DATASET CONTENT »
____________
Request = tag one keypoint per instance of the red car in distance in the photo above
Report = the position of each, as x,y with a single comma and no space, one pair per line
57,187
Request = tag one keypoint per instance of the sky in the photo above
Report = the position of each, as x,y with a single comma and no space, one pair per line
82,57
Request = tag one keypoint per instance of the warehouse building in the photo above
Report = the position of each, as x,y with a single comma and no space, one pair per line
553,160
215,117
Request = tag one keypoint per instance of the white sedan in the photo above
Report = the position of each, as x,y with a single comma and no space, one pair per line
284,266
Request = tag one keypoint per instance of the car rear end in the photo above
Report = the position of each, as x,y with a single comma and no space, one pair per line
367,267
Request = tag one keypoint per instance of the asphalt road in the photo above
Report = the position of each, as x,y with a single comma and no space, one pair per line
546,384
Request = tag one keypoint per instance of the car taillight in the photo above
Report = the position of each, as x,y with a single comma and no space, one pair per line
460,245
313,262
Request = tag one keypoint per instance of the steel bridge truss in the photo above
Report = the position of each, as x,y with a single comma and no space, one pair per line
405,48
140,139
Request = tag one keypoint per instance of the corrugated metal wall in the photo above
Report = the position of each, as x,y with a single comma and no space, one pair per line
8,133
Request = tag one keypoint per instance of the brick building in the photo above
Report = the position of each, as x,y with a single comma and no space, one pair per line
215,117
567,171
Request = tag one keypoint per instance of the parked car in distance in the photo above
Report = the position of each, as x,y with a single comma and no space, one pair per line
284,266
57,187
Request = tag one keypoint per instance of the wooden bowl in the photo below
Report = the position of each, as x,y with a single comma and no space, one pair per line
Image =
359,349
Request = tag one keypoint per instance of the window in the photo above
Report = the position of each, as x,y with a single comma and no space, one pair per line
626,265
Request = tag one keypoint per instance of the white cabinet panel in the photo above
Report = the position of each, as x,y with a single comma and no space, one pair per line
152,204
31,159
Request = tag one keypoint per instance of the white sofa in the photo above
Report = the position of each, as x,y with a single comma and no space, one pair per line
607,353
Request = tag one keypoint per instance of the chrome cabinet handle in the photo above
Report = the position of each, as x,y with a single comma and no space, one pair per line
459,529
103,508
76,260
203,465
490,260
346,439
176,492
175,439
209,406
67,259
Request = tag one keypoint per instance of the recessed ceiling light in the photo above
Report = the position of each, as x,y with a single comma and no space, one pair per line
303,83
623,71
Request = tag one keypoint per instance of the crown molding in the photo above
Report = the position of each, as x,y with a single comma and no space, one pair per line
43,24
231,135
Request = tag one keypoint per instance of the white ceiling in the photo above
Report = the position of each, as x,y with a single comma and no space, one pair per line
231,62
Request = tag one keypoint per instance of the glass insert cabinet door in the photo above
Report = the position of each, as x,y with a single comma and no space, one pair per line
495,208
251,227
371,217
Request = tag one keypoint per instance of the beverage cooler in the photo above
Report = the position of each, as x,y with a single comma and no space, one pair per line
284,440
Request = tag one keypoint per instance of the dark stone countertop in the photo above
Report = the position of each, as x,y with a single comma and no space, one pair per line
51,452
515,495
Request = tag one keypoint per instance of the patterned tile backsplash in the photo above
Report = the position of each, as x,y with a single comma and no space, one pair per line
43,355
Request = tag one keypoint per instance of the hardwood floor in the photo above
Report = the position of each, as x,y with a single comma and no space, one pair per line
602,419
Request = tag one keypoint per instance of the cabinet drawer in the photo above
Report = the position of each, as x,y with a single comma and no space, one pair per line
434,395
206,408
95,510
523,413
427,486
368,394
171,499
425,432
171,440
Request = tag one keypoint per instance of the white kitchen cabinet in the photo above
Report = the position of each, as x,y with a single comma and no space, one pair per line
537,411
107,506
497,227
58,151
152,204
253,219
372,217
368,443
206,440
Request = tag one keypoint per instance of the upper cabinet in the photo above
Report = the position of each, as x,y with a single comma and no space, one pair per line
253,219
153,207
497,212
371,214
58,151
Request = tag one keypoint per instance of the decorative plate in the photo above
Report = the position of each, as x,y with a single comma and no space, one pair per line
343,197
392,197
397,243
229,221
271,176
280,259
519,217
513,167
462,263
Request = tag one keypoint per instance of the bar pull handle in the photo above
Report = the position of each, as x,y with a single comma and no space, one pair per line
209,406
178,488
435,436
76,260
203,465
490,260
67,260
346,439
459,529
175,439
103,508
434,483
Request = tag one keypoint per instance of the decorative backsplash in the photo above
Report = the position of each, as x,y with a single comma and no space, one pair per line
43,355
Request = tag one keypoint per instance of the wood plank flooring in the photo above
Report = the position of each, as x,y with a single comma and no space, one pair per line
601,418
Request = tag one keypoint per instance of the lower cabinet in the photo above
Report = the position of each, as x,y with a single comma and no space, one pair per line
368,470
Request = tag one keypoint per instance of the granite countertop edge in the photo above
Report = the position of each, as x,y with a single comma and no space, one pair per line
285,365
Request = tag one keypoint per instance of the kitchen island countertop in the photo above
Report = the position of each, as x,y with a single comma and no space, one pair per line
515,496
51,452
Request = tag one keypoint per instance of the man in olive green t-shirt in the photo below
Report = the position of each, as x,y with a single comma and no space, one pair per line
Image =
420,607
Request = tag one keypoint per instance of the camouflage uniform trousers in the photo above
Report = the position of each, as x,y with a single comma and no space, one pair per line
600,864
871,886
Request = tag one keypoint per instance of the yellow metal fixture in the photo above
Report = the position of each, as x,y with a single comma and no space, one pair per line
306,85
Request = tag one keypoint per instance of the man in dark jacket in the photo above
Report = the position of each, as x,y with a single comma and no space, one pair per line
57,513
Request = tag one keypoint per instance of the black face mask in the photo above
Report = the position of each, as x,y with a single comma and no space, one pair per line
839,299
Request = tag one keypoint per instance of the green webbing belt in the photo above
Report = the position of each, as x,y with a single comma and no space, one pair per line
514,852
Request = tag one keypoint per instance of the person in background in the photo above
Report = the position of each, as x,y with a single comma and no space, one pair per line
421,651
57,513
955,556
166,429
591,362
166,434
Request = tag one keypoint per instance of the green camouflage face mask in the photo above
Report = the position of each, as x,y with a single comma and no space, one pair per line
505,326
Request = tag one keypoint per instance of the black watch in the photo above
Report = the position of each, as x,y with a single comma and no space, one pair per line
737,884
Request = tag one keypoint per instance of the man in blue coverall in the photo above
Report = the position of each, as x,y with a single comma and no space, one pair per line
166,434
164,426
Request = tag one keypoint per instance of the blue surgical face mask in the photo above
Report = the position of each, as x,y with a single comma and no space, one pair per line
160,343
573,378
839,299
____________
AIM OF THE TASK » Copy every line in the stretch from the line containing "Request = tag one keypoint per instance of the person" through the end of the data, shifting both numbers of each coordinate pair up by 21 and leaving all the other lines as they are.

ANSWER FOR THE TASK »
Request = tag one keypoint per instance of the person in background in the photo above
Report = the position of each, as x,y with a single comma and no space, one pair per line
442,672
78,534
976,577
187,450
612,383
187,455
Request = tag one keypoint per instance of the green camouflage face mask in the photo above
Report = the position of each, as x,y with a single comma and no space, one pair per line
526,347
Request = tag one keypoint per instance of the black watch in the photo above
Report = the position of each, as x,y with a single comma and no space, one pair per line
758,905
Request = tag one keypoint per instance of the man in blue coverall in the photo above
Report = the position of each, as x,y with a single comma and no space, one pair per line
187,455
185,447
Request = tag one keypoint per instance of the blue surgical face mask in the photo above
Report = the position of each, as x,y with a single comma and no space, one pair per line
181,364
594,399
860,320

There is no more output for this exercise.